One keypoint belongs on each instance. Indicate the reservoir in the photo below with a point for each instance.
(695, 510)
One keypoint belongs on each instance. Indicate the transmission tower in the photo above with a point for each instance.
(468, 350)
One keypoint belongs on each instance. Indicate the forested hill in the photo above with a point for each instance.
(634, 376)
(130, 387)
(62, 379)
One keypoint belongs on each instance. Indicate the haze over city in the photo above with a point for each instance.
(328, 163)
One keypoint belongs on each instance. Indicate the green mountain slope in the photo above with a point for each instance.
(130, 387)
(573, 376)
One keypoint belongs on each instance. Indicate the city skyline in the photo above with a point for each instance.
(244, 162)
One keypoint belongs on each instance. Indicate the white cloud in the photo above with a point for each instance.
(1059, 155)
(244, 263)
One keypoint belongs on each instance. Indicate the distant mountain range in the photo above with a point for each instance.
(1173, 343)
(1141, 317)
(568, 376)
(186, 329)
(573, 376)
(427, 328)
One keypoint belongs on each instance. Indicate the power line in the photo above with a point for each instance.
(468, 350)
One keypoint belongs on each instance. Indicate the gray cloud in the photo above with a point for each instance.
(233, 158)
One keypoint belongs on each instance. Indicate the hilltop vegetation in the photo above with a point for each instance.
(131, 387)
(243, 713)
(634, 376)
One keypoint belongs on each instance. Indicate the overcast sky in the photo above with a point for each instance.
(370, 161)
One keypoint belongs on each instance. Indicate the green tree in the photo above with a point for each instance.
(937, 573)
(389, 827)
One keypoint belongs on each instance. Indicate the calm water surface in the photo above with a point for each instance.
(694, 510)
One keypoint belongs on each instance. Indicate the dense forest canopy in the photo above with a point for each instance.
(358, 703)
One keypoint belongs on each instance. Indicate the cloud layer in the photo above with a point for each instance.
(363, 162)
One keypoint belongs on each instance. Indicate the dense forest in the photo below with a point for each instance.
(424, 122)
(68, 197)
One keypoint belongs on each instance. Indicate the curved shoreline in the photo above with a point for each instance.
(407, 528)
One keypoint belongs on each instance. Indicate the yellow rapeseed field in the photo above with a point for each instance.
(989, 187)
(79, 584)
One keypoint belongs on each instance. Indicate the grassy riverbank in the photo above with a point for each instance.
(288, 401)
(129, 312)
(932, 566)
------
• TASK TO CARRY OUT: Quote the records verbatim, starting with the line that contains "One keypoint belongs on each instance. Indicate the yellow" and continuing through the end of the records, with that first line included.

• SOLUTION TO THE EXERCISE:
One keypoint belongs on each instance. Indicate the yellow rapeseed field in the photo above with a point for each instance.
(989, 187)
(79, 584)
One keypoint belongs on each instance. Indicate the grassy riverbank in the photo above with a point for each instance.
(288, 401)
(129, 312)
(932, 566)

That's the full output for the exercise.